Problem details:
Rewrite every row below, replacing each "Task description" with "Instruction" and changing nothing else, and omit the pictures.

-- Begin Records supplied --

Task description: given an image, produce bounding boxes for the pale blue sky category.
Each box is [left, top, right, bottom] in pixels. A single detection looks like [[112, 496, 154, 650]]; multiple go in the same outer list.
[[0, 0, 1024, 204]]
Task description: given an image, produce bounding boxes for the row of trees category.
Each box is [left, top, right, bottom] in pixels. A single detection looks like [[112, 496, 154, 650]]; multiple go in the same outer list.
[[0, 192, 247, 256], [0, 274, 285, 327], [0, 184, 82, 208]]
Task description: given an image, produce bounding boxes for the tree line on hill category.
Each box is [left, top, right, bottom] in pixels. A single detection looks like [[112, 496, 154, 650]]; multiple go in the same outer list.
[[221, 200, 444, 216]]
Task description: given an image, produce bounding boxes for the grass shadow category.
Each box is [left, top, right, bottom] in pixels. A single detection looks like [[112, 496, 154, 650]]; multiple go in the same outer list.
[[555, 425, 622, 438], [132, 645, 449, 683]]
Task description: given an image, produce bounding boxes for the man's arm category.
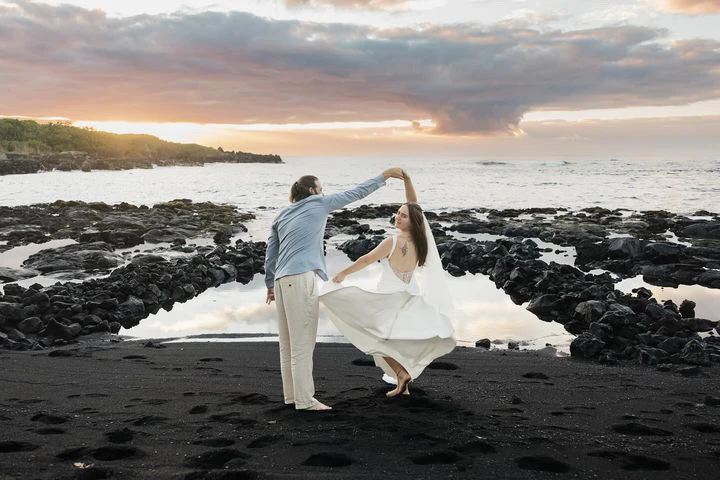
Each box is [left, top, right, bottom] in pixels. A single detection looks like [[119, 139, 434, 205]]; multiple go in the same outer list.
[[323, 168, 403, 212], [265, 223, 280, 303], [403, 170, 417, 203], [333, 238, 392, 283]]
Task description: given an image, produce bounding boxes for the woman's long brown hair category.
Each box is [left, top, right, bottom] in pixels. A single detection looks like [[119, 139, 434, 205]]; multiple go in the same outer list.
[[405, 202, 427, 267]]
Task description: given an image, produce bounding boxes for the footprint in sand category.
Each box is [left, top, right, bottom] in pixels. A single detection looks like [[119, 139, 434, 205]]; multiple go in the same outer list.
[[688, 422, 720, 433], [410, 450, 463, 465], [90, 445, 146, 461], [247, 435, 285, 448], [125, 415, 169, 427], [123, 355, 147, 360], [230, 393, 271, 405], [30, 412, 69, 425], [515, 455, 570, 473], [450, 438, 497, 454], [105, 428, 137, 443], [184, 448, 250, 468], [427, 362, 460, 370], [0, 441, 40, 453], [588, 450, 670, 470], [209, 412, 258, 427], [350, 357, 375, 367], [33, 427, 67, 435], [303, 452, 354, 467], [193, 437, 235, 448], [612, 422, 673, 437]]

-- End Records supplied --

Task output:
Instruction: given an image, produce bounding boxes for the pale blue sky category.
Each box is [left, top, right, bottom] in pixels. A single detection looks like [[112, 496, 154, 650]]; multiple go in the same outer list.
[[0, 0, 1024, 204]]
Instruction: given an image, produce bounding boxes for the row of trees category.
Each box is [left, top, right, bottom] in pixels. A single detection looks like [[112, 496, 154, 650]]; multiple go in the same outer list.
[[0, 192, 247, 256], [0, 274, 285, 327], [0, 184, 82, 208]]
Instruction: given an image, produce bounding boxes for the tree line on hill category.
Each box is [left, top, right, bottom] in pixels. A single detection looks like [[112, 496, 154, 650]]; multiple go in the same outer list.
[[221, 200, 444, 216]]
Instruction: given an image, produce bounding boxes for the grass shadow category.
Each box is [left, top, right, bottom] in pixels. A single detection looks like [[112, 496, 154, 650]]; multiple go in the same outer list.
[[555, 425, 622, 438], [132, 645, 449, 683]]
Instruction: given an image, produce bounding boxes for the man's arm category.
Each box is [left, top, right, bottom] in pixels. A single detection looks like [[119, 139, 434, 205]]; multiple go in the same outer list.
[[323, 168, 403, 212], [265, 223, 280, 303], [403, 170, 417, 203], [333, 238, 392, 283]]
Instruction: given an image, produce bounding boxes for the woman's long brown hair category.
Each box is [left, top, right, bottom] in pixels. A single detection looks like [[119, 139, 434, 205]]; multiple go in the same outer list.
[[405, 202, 427, 267]]
Instruction: given an image, produce bounding boxes for the footprint in sand category.
Each box is [left, top, right, bottom] in pixels. A single detection looks like [[119, 139, 434, 205]]; multiple go in the same outer list.
[[688, 422, 720, 433], [410, 450, 463, 465], [90, 445, 146, 461], [247, 435, 285, 448], [125, 415, 169, 427], [123, 355, 147, 360], [230, 393, 271, 405], [30, 412, 69, 425], [515, 455, 570, 473], [450, 438, 497, 454], [105, 428, 137, 443], [184, 448, 250, 468], [427, 362, 460, 370], [0, 441, 40, 453], [588, 450, 670, 470], [209, 412, 258, 427], [350, 357, 375, 367], [33, 427, 67, 435], [303, 452, 354, 467], [193, 437, 235, 448], [612, 422, 673, 437]]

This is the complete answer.